### What to work on
Rewrite every line of all the entries below, including the wording that asks for each box. Scale each bounding-box coordinate by 0.4, round it to a whole number with halves rounded up, and leave the pictures out of your answer.

[Stored entries]
★ ★ ★ ★ ★ ★ ★

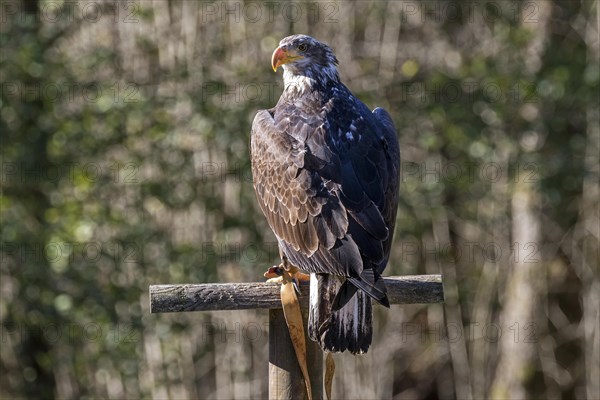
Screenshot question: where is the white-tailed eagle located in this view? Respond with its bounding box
[251,35,400,353]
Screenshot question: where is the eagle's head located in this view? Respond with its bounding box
[271,35,339,91]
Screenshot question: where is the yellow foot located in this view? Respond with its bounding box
[263,263,310,293]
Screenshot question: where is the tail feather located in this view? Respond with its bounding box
[308,274,373,354]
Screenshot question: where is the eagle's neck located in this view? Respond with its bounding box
[283,64,340,98]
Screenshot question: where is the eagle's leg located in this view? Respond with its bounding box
[263,256,310,294]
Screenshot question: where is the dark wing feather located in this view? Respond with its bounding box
[251,91,399,290]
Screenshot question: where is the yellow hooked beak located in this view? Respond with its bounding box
[271,47,304,72]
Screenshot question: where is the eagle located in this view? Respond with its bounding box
[250,35,400,354]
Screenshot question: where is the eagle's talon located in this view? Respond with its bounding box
[263,265,283,282]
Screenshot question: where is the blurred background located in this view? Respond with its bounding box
[0,0,600,399]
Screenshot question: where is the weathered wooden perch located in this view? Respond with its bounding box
[150,275,444,313]
[150,275,444,400]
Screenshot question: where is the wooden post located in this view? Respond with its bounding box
[150,275,444,400]
[269,308,323,400]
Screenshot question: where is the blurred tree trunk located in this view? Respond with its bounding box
[490,181,541,399]
[576,2,600,399]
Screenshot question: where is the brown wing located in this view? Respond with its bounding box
[251,96,399,284]
[251,110,348,260]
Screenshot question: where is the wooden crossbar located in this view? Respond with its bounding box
[150,275,444,400]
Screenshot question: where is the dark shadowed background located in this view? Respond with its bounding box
[0,0,600,399]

★ ★ ★ ★ ★ ★ ★

### Exercise response
Screenshot question: where is the white-tailed eagle located in this view? Respond with its bounding box
[100,14,160,141]
Screenshot question: where is the eagle's head located in this view? Respond with its bounding box
[108,14,136,36]
Screenshot question: where is the yellow foot located in this view? Respond with its bounding box
[105,105,124,117]
Screenshot question: where is the tail feather located in this view? Respond with its bounding box
[123,110,149,142]
Screenshot question: where is the eagle's neck located in this view? Respond with its bounding box
[113,26,136,39]
Screenshot question: where is the eagle's leg located in this view? Respond with its bounding box
[105,102,124,118]
Screenshot question: where is the dark wing feather located in this view? Respond with its bounding box
[100,36,160,116]
Screenshot question: where is the yellow hooked beak located in this view? Respond with its bounding box
[108,19,122,29]
Screenshot question: where is the eagle located in this view? Respond with its bounding box
[100,14,160,142]
Screenshot question: where is the eagle's talon located in this view? Respond with its bounding box
[105,106,113,113]
Screenshot question: where is the blurred background located in this view? Respond with its bounding box
[0,0,240,160]
Screenshot question: where is the weathered wooden perch located in this view? Respond with its bounding box
[60,110,178,125]
[60,110,178,160]
Screenshot question: where is the wooden post located in this view? Respond with its bounding box
[60,110,178,160]
[108,123,129,160]
Screenshot question: where is the blurred tree trunk located in this view? Respond with its bounding box
[196,72,216,160]
[230,1,240,160]
Screenshot question: where is the brown wing located in this view? Respond with its bounding box
[100,38,160,114]
[100,44,139,104]
Screenshot question: where is the wooden crossbar located in this view? Respond with its bounding box
[60,110,178,160]
Screenshot question: where is the dark shadowed background located in this view? Respond with its bounding box
[0,0,240,160]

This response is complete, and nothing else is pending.